What the task requires:
Rewrite everything in the Laneway Festival text from "It’s hard to" down to "and unique music.", updating "pigeons" to "seagulls" wherever it appears.

** start Provided passage **

It’s hard to believe that Laneway Festival’s origins lie in one of Melbourne’s renowned manky alleys, Caledonian Lane – home to startling graffiti, dusty milk-crates, pigeons and the sadly defunct St. Jerome’s. The bar, where you were likely to be served warm beer and use the shed-toilet on the dance floor, began the festival as a summer street party in 2004 and has since expanded to all main cities across Australia, New Zealand and Singapore. Sadly the festival has outgrown its prime real estate in the heart of the city, but it’s captured the essence of something growing across Australia: the alternative scene and its interest in unusual and unique music.

Now in its ninth year, the sold-out line-up presents an array of artists that don’t quite fit the bill anywhere else. If summer festivals were in high school, Laneway would be the gangly dudes in skinny jeans and bowl cuts, who are the first to get tattooed and usually found skipping school to smoke and play guitar by the tennis courts. And everyone who has ever listened to an indie song knows that they end up getting the girl. Or in Laneway’s case, 10,00 of them with glittery eyebrows and Day of The Dead hair adornments.

Arriving at Footscray Community Art Centre, looking across a sea of sun-hats and Hawaiian shirts and down at the helpful Laneway App that includes information on the artists and the ever-important set times, I was wishing there was an app that allows you to split yourself into two, or even… four. But instead of catching glimpses of everything I wanted to see, my friends and I chose to hang out with the aforementioned gangly dudes’ younger brother. He’s kinda short and has been sitting at the back of the bus with over-sized headphone and leaves mixtapes in your locker. The Future Classic Stage. With the most unusual collection of artists on the line-up, it was home to the artists that don’t yet have the biggest following across Australia, but are effortlessly cool. Including New York-born producer Nicolas Jaar, the only hip-hop act on the day EL-P, London singer Jessie Ware, LA beat-badass Shlohmo, shy-laptop-playing Holy Other, singer/songwriter Nite Jewel and the incredible multi-instrumentalist Julia Holter… who I had just missed, because I am a moron.

** end Provided passage **
** start Given data **

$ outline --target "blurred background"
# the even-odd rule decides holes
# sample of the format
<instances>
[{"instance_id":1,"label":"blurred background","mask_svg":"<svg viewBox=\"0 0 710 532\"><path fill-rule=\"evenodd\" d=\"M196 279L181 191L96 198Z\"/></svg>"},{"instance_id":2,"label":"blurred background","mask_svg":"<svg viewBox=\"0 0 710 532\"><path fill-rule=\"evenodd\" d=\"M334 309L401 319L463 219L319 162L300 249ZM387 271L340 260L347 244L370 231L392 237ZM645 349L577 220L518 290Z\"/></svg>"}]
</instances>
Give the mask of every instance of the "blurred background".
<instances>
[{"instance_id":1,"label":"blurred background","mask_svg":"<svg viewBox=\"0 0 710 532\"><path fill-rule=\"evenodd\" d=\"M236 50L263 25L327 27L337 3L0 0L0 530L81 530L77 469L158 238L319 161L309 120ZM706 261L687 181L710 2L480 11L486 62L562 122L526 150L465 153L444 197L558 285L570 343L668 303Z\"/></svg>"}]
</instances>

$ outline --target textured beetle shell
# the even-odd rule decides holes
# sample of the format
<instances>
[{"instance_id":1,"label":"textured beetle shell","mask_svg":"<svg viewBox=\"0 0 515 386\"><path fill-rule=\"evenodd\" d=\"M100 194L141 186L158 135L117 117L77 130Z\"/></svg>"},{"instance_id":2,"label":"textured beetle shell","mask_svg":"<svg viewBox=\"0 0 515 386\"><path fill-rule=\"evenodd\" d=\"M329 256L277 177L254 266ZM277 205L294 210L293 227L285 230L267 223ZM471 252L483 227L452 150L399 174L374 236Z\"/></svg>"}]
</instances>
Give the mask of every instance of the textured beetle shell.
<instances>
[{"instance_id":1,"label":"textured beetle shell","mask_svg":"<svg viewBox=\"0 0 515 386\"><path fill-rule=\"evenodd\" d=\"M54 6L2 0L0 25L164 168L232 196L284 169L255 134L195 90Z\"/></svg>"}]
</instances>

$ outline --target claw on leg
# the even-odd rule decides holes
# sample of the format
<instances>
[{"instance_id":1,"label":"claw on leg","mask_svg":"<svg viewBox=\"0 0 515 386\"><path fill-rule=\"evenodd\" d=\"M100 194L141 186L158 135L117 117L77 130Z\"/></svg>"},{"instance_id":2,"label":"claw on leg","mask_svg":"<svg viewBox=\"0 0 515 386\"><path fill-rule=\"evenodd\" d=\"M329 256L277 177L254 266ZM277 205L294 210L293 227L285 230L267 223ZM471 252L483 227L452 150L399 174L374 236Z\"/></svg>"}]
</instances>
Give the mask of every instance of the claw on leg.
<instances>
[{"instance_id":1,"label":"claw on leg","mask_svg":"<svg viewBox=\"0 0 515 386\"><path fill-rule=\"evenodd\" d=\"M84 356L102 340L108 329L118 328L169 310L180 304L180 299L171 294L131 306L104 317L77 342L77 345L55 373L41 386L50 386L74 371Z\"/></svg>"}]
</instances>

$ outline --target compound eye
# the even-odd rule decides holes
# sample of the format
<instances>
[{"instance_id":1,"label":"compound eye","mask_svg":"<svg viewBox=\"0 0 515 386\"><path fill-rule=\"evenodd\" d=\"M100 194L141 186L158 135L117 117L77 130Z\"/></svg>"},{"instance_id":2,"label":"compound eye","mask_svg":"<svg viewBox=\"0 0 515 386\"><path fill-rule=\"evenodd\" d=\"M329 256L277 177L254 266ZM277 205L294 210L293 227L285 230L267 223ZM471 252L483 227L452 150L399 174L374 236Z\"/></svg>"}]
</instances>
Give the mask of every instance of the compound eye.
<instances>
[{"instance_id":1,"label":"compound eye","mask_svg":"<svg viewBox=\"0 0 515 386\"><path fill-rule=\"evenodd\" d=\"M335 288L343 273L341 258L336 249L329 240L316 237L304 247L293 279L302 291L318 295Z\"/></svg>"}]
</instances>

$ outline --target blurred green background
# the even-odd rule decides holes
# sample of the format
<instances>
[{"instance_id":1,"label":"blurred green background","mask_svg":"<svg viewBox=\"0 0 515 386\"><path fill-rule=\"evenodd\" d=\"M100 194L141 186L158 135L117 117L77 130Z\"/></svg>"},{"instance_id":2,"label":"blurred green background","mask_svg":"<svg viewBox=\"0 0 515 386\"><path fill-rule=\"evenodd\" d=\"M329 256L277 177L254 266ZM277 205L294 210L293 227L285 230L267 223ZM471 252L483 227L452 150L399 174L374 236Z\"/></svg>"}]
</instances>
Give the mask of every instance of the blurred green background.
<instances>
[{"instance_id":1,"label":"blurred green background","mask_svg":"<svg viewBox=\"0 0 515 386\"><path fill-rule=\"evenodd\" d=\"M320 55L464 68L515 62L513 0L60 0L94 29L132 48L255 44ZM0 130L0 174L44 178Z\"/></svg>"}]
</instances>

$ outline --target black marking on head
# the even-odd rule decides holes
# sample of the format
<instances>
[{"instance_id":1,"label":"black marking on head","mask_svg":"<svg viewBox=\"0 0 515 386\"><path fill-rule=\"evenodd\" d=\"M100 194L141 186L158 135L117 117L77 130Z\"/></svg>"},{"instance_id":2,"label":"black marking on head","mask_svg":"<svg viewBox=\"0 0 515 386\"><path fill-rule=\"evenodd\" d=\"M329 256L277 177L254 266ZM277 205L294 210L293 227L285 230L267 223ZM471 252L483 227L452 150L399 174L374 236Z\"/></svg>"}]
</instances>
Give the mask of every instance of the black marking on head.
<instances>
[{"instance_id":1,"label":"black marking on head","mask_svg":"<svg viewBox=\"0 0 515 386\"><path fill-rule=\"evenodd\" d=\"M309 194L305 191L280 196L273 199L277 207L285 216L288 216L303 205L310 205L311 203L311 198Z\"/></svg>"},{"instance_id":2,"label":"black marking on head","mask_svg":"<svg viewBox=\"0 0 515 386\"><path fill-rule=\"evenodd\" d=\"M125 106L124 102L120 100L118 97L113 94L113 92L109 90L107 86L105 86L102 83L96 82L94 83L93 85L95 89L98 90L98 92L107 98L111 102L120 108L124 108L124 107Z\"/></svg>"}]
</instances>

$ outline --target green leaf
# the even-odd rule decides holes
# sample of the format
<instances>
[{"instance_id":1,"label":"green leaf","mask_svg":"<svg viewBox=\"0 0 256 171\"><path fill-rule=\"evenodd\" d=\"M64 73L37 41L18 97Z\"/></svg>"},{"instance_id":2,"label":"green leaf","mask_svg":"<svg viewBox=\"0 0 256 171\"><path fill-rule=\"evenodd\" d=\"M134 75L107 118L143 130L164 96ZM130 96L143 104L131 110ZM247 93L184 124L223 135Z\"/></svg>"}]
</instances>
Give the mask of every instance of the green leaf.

** end Given data **

Solution to the problem:
It’s hard to believe that Laneway Festival’s origins lie in one of Melbourne’s renowned manky alleys, Caledonian Lane – home to startling graffiti, dusty milk-crates, seagulls and the sadly defunct St. Jerome’s. The bar, where you were likely to be served warm beer and use the shed-toilet on the dance floor, began the festival as a summer street party in 2004 and has since expanded to all main cities across Australia, New Zealand and Singapore. Sadly the festival has outgrown its prime real estate in the heart of the city, but it’s captured the essence of something growing across Australia: the alternative scene and its interest in unusual and unique music.